• [Your goal]: Copy the following lines verbatim, starting at the line that contains "Look at this image and locate every instance of wheel rim." and stopping after the line that contains "top-left (154, 291), bottom-right (190, 349)".

• [Supplied data]:

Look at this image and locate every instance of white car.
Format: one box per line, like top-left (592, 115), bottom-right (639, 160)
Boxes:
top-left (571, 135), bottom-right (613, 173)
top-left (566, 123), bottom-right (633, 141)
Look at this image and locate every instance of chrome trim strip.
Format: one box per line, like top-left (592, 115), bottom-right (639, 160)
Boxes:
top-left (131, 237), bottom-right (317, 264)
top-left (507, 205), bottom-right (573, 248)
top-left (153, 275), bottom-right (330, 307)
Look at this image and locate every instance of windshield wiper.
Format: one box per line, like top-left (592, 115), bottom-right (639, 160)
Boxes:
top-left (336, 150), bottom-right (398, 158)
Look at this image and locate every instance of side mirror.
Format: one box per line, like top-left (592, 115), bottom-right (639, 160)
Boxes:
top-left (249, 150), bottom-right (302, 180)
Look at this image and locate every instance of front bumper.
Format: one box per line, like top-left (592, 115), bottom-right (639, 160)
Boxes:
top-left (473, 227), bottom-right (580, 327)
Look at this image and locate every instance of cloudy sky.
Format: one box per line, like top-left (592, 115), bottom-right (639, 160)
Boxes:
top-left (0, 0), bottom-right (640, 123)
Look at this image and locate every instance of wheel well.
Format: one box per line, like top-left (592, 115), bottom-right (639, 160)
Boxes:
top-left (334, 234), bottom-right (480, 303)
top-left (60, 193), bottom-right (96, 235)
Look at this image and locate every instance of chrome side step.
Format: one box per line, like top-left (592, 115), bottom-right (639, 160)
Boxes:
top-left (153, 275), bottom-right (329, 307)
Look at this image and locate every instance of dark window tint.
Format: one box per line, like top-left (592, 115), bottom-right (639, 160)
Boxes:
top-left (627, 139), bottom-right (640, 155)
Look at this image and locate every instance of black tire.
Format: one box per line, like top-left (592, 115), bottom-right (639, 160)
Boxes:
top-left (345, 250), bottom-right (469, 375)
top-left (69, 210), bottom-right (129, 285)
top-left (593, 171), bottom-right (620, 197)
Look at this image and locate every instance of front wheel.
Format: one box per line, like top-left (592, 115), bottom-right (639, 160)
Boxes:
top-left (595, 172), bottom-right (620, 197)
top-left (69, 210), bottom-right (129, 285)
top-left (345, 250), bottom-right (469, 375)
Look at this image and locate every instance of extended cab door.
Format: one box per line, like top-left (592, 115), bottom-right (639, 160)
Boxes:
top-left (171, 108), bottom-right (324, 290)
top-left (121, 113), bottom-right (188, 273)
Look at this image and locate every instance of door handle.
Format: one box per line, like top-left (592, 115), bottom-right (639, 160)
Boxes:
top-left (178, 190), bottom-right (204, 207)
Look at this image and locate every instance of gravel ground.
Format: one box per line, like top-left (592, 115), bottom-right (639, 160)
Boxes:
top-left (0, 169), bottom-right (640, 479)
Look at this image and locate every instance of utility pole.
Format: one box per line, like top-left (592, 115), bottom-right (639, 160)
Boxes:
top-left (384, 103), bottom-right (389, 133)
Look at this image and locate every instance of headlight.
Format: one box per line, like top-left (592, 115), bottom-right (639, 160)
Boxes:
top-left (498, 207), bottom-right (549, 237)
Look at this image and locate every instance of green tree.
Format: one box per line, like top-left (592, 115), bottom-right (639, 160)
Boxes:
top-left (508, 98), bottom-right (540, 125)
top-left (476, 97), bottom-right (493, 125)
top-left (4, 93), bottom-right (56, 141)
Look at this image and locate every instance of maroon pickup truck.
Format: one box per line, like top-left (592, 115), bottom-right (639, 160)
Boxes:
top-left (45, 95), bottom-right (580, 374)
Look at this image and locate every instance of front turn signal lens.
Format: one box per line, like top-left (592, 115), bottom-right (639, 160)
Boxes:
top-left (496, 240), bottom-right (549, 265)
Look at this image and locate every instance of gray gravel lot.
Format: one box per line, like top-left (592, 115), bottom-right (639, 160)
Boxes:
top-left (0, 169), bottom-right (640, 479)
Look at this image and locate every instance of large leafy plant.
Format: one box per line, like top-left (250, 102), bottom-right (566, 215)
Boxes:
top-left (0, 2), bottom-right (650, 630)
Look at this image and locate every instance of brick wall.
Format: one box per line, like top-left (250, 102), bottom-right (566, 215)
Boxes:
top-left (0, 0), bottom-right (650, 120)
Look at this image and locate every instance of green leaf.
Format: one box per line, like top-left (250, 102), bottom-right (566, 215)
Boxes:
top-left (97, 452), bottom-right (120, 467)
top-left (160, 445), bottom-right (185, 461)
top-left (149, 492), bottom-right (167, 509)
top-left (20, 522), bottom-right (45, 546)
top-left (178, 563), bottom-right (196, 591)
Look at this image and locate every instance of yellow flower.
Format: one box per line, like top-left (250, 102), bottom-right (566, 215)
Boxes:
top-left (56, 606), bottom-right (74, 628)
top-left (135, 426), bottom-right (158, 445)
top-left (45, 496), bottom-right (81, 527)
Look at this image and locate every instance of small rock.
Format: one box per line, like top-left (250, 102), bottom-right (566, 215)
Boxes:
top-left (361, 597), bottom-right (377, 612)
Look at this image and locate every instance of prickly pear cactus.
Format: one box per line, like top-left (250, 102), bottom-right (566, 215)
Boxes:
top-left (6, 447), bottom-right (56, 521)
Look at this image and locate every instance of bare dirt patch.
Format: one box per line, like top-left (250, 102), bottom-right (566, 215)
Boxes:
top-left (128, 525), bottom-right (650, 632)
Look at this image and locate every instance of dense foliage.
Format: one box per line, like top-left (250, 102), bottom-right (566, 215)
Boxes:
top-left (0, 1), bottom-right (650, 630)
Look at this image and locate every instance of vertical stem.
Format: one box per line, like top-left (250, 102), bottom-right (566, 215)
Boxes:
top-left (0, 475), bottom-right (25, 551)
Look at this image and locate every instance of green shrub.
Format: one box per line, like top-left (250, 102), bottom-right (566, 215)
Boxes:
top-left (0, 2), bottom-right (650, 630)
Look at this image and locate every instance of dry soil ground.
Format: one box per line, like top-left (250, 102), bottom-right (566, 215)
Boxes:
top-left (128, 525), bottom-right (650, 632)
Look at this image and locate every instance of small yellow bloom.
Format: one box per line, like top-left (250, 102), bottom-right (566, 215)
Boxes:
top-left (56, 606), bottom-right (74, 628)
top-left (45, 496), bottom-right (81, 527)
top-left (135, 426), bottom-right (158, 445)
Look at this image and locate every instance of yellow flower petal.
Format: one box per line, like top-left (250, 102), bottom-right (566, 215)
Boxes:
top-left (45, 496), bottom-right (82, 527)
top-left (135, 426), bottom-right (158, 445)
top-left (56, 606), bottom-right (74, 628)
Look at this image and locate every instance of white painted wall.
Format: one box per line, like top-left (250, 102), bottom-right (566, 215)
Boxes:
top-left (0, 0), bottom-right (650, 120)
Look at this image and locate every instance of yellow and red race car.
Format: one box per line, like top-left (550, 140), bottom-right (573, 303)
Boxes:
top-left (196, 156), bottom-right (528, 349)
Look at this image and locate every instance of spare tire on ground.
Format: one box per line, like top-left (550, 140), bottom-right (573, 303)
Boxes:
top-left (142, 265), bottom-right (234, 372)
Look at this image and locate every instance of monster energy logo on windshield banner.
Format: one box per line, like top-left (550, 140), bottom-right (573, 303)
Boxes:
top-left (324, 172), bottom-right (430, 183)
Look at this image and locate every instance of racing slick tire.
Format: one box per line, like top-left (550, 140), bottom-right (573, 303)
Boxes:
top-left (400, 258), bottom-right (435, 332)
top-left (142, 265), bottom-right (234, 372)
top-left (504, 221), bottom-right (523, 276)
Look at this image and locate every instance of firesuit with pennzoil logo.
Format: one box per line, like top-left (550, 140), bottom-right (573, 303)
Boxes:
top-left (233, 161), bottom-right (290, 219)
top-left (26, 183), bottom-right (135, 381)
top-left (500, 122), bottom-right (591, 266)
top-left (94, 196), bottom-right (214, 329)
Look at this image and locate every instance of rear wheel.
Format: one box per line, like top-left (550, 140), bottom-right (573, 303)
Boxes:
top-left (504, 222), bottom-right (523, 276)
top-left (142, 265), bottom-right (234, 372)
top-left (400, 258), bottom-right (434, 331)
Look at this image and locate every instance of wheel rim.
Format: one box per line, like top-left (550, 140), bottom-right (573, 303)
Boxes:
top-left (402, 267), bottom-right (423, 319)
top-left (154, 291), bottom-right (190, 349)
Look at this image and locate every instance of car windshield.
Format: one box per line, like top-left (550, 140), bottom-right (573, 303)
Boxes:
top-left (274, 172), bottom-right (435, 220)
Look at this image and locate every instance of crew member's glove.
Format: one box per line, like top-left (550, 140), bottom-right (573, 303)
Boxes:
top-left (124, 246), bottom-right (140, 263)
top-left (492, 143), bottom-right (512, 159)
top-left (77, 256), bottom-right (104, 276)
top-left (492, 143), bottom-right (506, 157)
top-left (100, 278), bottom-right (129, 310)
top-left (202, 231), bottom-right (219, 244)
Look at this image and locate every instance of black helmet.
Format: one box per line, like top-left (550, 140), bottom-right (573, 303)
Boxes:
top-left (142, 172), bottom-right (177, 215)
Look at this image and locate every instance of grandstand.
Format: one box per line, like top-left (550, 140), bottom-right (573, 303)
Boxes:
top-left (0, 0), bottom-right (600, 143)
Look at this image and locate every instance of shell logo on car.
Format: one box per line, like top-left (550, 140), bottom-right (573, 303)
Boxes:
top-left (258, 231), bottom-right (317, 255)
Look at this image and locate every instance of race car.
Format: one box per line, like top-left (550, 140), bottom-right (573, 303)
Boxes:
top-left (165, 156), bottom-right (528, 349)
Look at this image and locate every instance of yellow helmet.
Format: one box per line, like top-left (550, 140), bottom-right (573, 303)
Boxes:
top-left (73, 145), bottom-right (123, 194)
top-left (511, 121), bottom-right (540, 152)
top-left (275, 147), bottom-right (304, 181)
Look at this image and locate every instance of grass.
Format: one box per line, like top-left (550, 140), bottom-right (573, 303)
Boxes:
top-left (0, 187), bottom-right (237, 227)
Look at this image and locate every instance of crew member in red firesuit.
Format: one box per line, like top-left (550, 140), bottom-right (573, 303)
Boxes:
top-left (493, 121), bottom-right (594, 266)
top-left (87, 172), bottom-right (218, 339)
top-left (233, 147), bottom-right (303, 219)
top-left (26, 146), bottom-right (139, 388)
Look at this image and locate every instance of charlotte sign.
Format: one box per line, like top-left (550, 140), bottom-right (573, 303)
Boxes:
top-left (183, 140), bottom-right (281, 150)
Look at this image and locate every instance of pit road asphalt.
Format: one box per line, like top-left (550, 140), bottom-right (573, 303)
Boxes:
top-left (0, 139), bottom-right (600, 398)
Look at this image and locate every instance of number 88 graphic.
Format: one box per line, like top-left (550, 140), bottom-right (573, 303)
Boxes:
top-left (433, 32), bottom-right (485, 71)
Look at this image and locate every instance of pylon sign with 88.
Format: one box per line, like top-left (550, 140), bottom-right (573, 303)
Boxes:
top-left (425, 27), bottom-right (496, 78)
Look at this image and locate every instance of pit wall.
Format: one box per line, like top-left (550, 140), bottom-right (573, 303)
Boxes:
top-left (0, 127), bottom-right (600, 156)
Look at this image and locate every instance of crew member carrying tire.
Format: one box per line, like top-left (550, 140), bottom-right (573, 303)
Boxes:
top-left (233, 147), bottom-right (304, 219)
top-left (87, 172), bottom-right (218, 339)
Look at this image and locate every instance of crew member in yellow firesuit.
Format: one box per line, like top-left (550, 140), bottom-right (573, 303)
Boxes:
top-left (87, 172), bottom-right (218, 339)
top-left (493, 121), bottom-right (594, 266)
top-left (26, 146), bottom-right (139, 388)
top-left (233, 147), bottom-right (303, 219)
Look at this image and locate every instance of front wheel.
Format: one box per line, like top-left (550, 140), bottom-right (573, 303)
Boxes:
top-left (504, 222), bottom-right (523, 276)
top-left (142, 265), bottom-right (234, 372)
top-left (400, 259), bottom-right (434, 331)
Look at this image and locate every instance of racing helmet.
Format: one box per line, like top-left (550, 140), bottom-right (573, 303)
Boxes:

• [Answer for the task]:
Look at this image and locate every instance of wheel rim.
Format: one box per line, like top-left (550, 140), bottom-right (573, 303)
Boxes:
top-left (402, 267), bottom-right (423, 319)
top-left (154, 291), bottom-right (190, 349)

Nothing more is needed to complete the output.